- **Dataset records on the locations of objects**
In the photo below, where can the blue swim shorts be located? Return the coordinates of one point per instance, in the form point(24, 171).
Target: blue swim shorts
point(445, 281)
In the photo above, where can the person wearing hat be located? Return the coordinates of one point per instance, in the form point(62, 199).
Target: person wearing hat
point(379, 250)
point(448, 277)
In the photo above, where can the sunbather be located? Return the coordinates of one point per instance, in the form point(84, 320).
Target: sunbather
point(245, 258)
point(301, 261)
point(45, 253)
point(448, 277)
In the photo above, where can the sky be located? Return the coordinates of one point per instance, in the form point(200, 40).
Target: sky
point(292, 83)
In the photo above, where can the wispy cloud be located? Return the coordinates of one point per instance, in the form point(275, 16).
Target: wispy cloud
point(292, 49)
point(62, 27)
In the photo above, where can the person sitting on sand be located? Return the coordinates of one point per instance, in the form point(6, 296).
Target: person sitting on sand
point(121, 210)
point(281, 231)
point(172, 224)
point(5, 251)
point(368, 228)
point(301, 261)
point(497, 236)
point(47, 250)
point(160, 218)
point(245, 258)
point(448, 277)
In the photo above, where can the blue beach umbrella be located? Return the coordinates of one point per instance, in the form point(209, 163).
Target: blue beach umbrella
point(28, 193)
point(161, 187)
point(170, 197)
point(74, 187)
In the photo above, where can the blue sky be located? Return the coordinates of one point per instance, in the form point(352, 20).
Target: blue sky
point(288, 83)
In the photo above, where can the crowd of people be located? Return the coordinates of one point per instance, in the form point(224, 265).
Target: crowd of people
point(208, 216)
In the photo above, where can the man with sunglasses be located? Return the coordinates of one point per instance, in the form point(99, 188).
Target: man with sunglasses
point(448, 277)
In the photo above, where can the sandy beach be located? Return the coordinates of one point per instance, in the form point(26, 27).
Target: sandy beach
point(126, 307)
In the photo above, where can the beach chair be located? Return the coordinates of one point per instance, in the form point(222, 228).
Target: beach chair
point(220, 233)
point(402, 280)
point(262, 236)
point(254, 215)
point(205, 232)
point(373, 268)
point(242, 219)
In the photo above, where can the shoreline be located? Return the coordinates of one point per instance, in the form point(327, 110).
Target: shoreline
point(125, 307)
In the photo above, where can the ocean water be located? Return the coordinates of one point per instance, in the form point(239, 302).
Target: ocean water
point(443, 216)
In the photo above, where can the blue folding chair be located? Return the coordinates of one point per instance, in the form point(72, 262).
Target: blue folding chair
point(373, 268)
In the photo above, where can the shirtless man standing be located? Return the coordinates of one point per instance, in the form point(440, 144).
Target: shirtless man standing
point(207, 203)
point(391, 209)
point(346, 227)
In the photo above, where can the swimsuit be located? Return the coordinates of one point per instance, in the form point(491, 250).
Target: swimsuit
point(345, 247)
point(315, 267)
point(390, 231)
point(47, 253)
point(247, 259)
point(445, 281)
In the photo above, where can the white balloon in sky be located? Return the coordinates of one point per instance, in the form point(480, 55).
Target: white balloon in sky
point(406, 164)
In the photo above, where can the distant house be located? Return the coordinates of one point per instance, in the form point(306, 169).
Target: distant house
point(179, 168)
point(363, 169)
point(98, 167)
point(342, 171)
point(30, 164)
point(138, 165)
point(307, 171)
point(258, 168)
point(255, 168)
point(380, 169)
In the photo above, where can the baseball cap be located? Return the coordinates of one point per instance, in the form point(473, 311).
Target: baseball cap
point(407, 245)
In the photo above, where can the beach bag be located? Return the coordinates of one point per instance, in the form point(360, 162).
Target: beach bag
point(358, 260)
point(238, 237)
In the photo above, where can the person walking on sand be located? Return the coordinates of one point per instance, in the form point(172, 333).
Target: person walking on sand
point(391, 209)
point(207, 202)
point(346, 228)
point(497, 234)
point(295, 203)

- **Do this**
In all of the lines above, rename "sunbather" to "person sunbathing" and leave everything else unchanged.

- **Output of the exercise**
In the photo below, where can the blue swim shorts be located? Return the coordinates of one point per instance, in the form point(24, 171).
Target: blue swim shorts
point(445, 281)
In the photo above, where can the person wearing hat be located? Return the coordinates of one point per instance, in the form point(62, 199).
Target: person wearing hat
point(379, 250)
point(448, 277)
In the photo above, where can the person sunbathing be located? Return the coordinates of one point per instance, in the form point(84, 320).
Target: person sunbathing
point(245, 258)
point(301, 261)
point(45, 253)
point(448, 277)
In the photo above, where can the sky be located? Return the coordinates of one point per instance, in the form point(200, 40).
Target: sky
point(292, 83)
In the photo above, where can the wispy cloud be located? Return the coordinates of one point per instance, in the form point(275, 16).
Target: wispy cloud
point(292, 49)
point(62, 27)
In the photo above, where can the person sitting on sand be located? Return the coordinates of one point per instance, in the form point(6, 296).
Target: person sitting on sand
point(121, 210)
point(281, 231)
point(172, 224)
point(5, 251)
point(368, 228)
point(301, 261)
point(497, 236)
point(47, 250)
point(160, 218)
point(245, 258)
point(448, 277)
In the photo above, where can the blue beach umbrella be located? Return the coordinates of one point per instance, in the form point(209, 163).
Target: blue beach umbrella
point(28, 193)
point(161, 187)
point(170, 197)
point(74, 187)
In the photo above, where can the blue sky be located? Return the coordinates of one point per instance, in the form point(352, 20).
Target: blue sky
point(288, 83)
In the photo above, where can the crowd of people be located? Return the coordinates of one point per instance, in the form point(224, 265).
Target: crowd of people
point(208, 216)
In the photo above, where can the man with sunglasses be located? Return the coordinates of one point per instance, in the form point(99, 188).
Target: man with sunglasses
point(448, 277)
In the photo above, where can the sandy beach be located? Return the coordinates of one point per instance, in the form point(26, 27).
Target: sandy beach
point(126, 307)
In the photo above, where can the beach chair be located? Return the coordinates of one point per instance, in the form point(222, 228).
Target: beach chair
point(220, 233)
point(402, 280)
point(262, 236)
point(254, 215)
point(205, 232)
point(373, 268)
point(242, 219)
In the photo above, where can the shoreline be located? Return the coordinates of one point per instance, in the form point(327, 110).
Target: shoreline
point(125, 307)
In the photo above, where can the ocean water be located? Return the coordinates of one point per instance, in the form point(239, 302).
Target: ocean water
point(443, 216)
In the photo above, where can the blue folding chair be located? Return the coordinates of one point per instance, in the form point(72, 262).
Target: blue folding chair
point(373, 268)
In the photo above, where can the shirtless man standing be located? Return the coordinates of one point per instance, in the form point(440, 144).
Target: shirtless man standing
point(207, 203)
point(391, 209)
point(346, 227)
In the photo above, where can the swimsuit be located? Return the coordinates of one point per instance, in the form point(491, 250).
Target: swimsuit
point(345, 247)
point(315, 267)
point(390, 231)
point(47, 253)
point(247, 259)
point(445, 281)
In the photo above, where can the white balloon in sky be located? Return the coordinates of one point per instance, in the form point(480, 55).
Target: white balloon in sky
point(406, 164)
In the photo above, where can the distant house be located? Return the coordinates of one point per instance, in the form point(306, 169).
Target: distant house
point(179, 168)
point(363, 169)
point(98, 167)
point(342, 171)
point(30, 164)
point(138, 165)
point(307, 171)
point(258, 168)
point(255, 168)
point(380, 169)
In the photo above, where can the baseball cap be located? Return the coordinates of one point per instance, in the form point(473, 311).
Target: baseball cap
point(407, 245)
In the photo above, where can the beach bag be located? Return the coordinates of one point per instance, in the form point(360, 162).
Target: beach bag
point(358, 260)
point(238, 237)
In the photo above, where can the person walking on sand be located? Return the coordinates of one point per instance, in the form point(172, 333).
Target: person walking on sand
point(391, 209)
point(207, 202)
point(346, 228)
point(497, 234)
point(295, 203)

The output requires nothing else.